▸ Given instruction A
Answer these from the piece on cannabis edibles, one line each:
(i) What type of edibles were the treats in the Charlotte news report?
(ii) Which kind of outlet does the piece call the worst culprit?
(iii) Who issued warnings about cannabis edibles late last month?

▸ Quoted text
______________________________

Halloween is over, and so far, there are no reports of lunatics throwing cannabis candy treats into the bags of costumed tots standing in their thresholds.
Because of course, that never happens. Why would it? If someone wanted to do something bad to a kid, why would they choose to give the kid pot edibles? What possible motivation could there be for making a neighborhood kid stoned, and paying big money to do it? It doesn’t pass the most simple test of logic.
That hasn’t stopped the merchants of moral panic from issuing grave warnings — especially on Halloween, but really all year ’round — about evildoers out to give kids a buzz. Local TV news, the worst culprit, does it like clockwork every year. The trend seems to have slowed somewhat since states started to legalize weed, but in some cases legalization has merely changed the nature of the reports. A few years ago, a news station in Charlotte, N.C. aired a report that the state’s “drug enforcement agents” were facing a “nightmare” as Halloween approached: people would be giving cannabis treats to kids. What pushed this one over the line from ludicrousness to insanity was the fact that the treats in question were CBD edibles, which don’t get you high.
Law enforcement officials seem to have generated that report, like so many such news stories,. Police departments and prosecutors are always looking for ways to appear “tough on crime,” and will take any excuse to issue statements they think will bolster that image.
Late last month, a bunch of state attorneys general issued warnings about cannabis edibles. But few of them mentioned trick-or-treating in the press statements they sent out, perhaps knowing that ridicule would rain down upon them if they did. And yet, they got ridiculed anyway, despite the fact that — giving them the benefit of the doubt in this case — they actually had a point.
The edibles business has grown exponentially since states started legalizing weed over a decade ago. And predictably, reports of accidental ingestion have grown right along with it, including plenty of reports of kids mistakenly scarfing down edibles. Calls to poison control centers have risen (though calls regarding actual poison dwarf them). This isn’t surprising. It’s not easy to tell a cannabis gummy from a regular one, and it doesn’t help that so many edibles makers insist on using colorful packages that look like they belong on the shelf at 7-11 right next to the Skittles and Jujubes.

______________________________

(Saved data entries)
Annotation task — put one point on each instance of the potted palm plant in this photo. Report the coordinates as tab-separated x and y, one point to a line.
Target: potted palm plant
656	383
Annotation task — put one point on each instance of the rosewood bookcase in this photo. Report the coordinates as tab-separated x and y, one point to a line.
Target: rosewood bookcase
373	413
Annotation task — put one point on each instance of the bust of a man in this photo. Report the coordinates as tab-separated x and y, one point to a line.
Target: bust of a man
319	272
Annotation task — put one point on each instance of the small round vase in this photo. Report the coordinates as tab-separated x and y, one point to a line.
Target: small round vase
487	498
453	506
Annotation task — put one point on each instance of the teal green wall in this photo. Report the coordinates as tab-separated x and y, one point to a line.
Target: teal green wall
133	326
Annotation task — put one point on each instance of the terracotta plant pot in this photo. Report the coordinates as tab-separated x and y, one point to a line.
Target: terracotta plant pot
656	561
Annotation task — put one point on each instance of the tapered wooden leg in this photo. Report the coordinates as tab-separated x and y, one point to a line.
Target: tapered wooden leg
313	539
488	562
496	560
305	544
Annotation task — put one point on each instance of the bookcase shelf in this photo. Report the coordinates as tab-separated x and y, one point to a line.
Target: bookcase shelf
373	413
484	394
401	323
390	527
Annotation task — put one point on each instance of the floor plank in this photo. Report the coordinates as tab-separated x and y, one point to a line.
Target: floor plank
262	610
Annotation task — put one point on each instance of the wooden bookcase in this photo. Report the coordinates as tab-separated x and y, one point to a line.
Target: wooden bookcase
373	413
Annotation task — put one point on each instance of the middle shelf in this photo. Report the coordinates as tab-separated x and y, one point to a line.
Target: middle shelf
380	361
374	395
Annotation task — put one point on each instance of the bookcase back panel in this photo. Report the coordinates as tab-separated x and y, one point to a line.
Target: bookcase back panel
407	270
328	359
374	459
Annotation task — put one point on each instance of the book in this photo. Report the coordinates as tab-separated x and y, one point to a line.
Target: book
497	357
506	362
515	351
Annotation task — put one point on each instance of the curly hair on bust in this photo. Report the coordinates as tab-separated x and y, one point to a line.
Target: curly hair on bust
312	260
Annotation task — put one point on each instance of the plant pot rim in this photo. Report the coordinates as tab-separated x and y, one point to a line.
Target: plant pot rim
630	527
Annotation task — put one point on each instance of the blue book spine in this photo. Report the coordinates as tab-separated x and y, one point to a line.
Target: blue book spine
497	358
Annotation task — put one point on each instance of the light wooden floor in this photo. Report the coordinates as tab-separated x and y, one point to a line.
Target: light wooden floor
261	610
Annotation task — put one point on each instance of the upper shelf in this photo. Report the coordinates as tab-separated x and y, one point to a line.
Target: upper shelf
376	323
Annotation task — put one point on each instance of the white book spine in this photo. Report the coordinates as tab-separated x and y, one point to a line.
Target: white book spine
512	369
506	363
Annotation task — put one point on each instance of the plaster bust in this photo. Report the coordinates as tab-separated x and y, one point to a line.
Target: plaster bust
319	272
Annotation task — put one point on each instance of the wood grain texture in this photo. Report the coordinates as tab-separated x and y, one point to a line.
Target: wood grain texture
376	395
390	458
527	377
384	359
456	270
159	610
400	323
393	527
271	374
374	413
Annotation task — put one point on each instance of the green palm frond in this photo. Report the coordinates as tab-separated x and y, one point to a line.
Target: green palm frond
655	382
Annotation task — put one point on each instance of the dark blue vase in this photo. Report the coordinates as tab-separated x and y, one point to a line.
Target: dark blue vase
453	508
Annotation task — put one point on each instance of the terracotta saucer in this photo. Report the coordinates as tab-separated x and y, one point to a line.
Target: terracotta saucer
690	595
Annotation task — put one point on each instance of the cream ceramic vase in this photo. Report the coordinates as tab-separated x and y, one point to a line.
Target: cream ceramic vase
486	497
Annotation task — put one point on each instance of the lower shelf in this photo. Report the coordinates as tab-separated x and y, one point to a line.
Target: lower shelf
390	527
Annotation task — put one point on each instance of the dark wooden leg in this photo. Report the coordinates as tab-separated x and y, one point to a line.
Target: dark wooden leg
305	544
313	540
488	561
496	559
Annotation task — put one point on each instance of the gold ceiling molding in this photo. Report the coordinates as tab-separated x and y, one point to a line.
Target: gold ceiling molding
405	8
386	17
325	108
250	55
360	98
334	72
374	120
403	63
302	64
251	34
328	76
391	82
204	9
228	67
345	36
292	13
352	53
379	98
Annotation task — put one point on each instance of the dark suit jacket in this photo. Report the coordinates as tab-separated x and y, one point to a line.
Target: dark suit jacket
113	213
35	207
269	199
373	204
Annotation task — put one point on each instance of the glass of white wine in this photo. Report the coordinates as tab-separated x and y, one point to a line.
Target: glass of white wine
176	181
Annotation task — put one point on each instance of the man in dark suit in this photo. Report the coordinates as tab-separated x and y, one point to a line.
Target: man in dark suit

______________________________

▸ Given instruction B
Filter the records, keeping every line that contains the string "white".

▸ Solution A
(i) CBD edibles
(ii) Local TV news
(iii) A bunch of state attorneys general

▸ Solution B
Annotation task — put one point on each instance of the white book spine in this photo. Report the coordinates as tab-separated x and y, one point to a line.
Target: white book spine
Annotation task — put one point on each instance of the glass of white wine in this photo. Report the coordinates as tab-separated x and y, one point to a line.
Target: glass of white wine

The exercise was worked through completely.